── RECORDS TO PROCESS ──
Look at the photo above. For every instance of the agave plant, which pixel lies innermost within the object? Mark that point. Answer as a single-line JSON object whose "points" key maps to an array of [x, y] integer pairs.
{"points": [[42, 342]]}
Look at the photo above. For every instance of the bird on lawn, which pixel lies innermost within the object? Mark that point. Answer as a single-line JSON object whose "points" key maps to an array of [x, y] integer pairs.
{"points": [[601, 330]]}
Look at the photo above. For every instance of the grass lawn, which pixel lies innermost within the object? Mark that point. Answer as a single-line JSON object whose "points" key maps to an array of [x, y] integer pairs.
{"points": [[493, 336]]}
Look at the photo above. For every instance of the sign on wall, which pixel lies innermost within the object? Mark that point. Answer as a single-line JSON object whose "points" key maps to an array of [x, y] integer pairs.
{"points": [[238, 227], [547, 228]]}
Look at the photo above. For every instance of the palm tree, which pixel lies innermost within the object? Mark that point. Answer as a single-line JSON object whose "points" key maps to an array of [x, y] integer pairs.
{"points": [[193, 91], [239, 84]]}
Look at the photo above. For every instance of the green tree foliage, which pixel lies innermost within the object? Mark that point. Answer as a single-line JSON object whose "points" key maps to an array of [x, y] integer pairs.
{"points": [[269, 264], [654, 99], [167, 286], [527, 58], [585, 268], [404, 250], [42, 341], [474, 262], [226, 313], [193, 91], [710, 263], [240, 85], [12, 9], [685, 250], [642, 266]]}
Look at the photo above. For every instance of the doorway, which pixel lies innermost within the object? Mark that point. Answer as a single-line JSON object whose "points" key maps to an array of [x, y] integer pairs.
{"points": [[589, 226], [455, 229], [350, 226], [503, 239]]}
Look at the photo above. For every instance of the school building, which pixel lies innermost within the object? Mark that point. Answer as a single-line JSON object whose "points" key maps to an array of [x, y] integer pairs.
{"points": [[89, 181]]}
───
- **WORK TO BE COMPLETED**
Exact output of every entry is required.

- **RESULT OF THE TASK**
Look at the photo above. For every instance of the agave plant, which pixel lies innermost within the object? Mark that point. Answer as a single-line JSON object whose "points" key maps to an array of [x, y] integer pairs.
{"points": [[42, 342]]}
Look at the photo above. For every instance of the bird on lawn, which pixel lies innermost within the object? Mark that point. Answer as a single-line JSON object whose "points" key maps to an array of [x, y] integer pairs.
{"points": [[601, 330]]}
Look at the photo above. For every instance of the grass lawn, which pixel lies innermost within the object? Mark that point. Answer as a single-line JSON object whose "points" key maps to an array of [x, y] integer pairs.
{"points": [[493, 336]]}
Look at the photo above. For every instance of the sign on wall, which pixel lies innermost within the object? Mark that point. Answer as a single-line JSON object whose "points" key maps to an array of [x, y] integer pairs.
{"points": [[238, 227], [547, 228]]}
Look at the photo above. For every instance of the palm tree, which pixel lies innermost within the object? Mark that point. Answer as a single-line JSON object whose "points" key maps to an array of [x, y] integer pairs.
{"points": [[193, 91], [239, 84]]}
Look at the photo above. For every instance of the green tree foliage, which pixel lies innermost within the object? Mark that point. Answer as a single-line JSON object whose "points" key maps to an array of [x, y] integer pairs.
{"points": [[269, 264], [654, 99], [167, 286], [527, 58], [585, 268], [404, 250], [42, 341], [474, 262], [226, 313], [193, 91], [710, 263], [240, 85], [12, 9], [685, 250], [642, 266]]}
Look at the photo above. For every instance of the doorway, which pixel lies innermost within the object? Mark that point. Answer as a single-line JSON object whose "points" key maps to an array of [x, y] integer pairs.
{"points": [[589, 226], [455, 229], [350, 226], [503, 239]]}
Look at the photo above. For every instance of the school building, which pixel lies innermost within the object? Mark that point. Answer as a single-line JSON object whose "points" key maps to an array of [x, y] integer pairs.
{"points": [[89, 181]]}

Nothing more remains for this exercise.